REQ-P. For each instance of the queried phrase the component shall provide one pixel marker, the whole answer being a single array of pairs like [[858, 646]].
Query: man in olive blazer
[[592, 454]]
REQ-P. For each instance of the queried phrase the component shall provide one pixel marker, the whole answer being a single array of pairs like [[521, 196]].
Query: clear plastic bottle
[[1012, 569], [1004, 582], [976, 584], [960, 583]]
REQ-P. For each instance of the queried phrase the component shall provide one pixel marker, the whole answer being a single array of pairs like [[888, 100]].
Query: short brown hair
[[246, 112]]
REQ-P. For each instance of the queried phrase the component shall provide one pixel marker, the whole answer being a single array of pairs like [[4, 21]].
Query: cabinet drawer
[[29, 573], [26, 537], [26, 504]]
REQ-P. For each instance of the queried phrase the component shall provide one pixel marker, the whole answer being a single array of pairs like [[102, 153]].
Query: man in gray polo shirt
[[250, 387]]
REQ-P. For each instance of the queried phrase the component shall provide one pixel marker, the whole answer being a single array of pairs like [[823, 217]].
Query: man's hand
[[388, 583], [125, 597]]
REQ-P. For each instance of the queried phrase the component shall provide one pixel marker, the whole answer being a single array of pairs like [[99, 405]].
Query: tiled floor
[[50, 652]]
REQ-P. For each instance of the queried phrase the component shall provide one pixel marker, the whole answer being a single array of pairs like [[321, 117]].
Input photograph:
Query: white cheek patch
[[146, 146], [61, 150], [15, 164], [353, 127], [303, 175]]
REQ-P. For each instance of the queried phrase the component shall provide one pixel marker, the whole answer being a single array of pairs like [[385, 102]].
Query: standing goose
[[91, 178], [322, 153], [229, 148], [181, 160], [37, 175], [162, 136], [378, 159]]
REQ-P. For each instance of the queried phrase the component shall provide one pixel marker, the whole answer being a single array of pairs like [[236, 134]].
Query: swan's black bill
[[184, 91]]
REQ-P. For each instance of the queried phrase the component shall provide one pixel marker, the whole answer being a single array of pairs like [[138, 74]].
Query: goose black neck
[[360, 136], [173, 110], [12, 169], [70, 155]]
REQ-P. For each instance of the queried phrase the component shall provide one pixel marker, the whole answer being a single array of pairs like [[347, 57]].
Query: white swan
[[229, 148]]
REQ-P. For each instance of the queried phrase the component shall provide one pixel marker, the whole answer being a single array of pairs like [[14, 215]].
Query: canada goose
************
## Written request
Copy the records from the line with "like [[888, 100]]." up to and including the line with "[[246, 112]]", requests included, and give nothing else. Multiply every point coordinate in the answers by 1.9 and round each to a whole number, with halves rounding up; leave the requests and their sample pairs unchanged.

## Output
REQ-P. For each instance of the queried phrase the component shall provide one pixel marker, the whole answer being a single array of pairs like [[888, 100]].
Query: short brown hair
[[467, 213]]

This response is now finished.